§ What is needed
Pick out every line in the data below that holds "clicks".

+++ Available data

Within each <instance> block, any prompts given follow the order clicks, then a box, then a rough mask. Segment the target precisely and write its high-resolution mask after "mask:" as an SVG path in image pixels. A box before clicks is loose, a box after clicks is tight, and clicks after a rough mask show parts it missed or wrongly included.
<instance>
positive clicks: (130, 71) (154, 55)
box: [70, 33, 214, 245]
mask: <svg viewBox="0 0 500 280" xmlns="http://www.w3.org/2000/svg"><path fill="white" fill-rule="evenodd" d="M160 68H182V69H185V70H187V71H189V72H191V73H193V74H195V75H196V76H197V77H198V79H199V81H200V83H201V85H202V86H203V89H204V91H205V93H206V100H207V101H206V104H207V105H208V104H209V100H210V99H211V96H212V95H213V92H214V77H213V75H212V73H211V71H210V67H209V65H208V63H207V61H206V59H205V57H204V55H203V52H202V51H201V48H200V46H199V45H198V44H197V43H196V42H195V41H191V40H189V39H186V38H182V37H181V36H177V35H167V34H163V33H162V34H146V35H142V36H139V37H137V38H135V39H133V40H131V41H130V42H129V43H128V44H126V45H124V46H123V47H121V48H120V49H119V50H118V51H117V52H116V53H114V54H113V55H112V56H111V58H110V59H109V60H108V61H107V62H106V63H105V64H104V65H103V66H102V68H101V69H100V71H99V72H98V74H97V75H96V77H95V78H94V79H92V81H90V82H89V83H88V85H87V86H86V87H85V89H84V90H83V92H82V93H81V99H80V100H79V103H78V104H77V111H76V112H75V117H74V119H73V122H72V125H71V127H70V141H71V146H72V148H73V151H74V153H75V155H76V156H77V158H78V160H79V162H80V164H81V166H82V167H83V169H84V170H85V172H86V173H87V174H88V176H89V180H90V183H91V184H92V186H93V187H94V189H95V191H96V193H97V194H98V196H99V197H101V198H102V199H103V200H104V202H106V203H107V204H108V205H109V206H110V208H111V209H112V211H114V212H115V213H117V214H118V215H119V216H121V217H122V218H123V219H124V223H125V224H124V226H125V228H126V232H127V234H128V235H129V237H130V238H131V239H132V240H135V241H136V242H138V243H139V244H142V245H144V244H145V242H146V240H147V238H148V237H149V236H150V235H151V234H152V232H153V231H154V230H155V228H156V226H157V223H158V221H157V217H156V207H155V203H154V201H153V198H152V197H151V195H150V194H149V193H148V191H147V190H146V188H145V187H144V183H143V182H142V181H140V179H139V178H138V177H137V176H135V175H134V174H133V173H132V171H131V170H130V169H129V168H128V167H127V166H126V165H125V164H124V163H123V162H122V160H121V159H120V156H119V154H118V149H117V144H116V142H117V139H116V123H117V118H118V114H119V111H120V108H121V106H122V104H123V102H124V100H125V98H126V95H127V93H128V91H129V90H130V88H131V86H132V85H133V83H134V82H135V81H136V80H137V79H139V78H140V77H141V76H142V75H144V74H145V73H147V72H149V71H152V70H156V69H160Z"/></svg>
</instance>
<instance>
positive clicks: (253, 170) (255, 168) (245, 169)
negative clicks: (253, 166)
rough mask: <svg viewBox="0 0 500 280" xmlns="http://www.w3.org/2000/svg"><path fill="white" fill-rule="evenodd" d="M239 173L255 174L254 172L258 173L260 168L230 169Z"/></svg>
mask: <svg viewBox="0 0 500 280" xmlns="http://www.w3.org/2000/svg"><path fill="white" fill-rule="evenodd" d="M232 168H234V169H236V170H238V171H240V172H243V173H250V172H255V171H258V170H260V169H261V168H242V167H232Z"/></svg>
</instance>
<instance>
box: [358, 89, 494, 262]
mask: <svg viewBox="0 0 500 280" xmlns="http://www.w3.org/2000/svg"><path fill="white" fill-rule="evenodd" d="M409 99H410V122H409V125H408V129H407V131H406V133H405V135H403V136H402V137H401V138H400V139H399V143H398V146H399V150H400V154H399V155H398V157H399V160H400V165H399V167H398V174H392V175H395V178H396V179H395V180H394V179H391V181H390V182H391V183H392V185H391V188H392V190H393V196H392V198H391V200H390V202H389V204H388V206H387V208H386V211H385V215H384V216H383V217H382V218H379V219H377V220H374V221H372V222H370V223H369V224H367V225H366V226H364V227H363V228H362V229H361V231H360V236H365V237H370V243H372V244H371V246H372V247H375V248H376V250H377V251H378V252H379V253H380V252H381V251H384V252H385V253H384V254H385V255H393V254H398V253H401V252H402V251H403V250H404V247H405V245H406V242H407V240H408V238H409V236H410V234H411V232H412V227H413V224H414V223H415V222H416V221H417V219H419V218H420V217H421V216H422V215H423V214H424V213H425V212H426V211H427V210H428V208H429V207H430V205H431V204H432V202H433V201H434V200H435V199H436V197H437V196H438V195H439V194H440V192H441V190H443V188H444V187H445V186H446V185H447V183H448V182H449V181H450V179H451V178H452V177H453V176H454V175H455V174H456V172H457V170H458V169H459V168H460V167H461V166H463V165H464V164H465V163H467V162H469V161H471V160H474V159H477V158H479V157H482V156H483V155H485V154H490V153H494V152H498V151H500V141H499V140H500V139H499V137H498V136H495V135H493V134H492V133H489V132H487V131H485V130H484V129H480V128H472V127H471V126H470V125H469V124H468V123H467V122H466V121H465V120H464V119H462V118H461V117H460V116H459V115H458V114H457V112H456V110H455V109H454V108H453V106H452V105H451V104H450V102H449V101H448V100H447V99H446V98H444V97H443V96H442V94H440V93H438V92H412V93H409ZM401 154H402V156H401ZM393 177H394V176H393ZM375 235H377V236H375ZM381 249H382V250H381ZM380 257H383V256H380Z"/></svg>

++++++

§ Output of the task
Within each <instance> block, any prompts given follow the order clicks, then a box, then a rough mask. Segment the target precisely and write its high-resolution mask after "mask:" as an SVG path in image pixels. A box before clicks is loose, a box after clicks is tight, and clicks after a rough mask show parts it missed or wrongly included.
positive clicks: (130, 71) (154, 55)
positive clicks: (253, 170) (255, 168) (245, 169)
negative clicks: (253, 166)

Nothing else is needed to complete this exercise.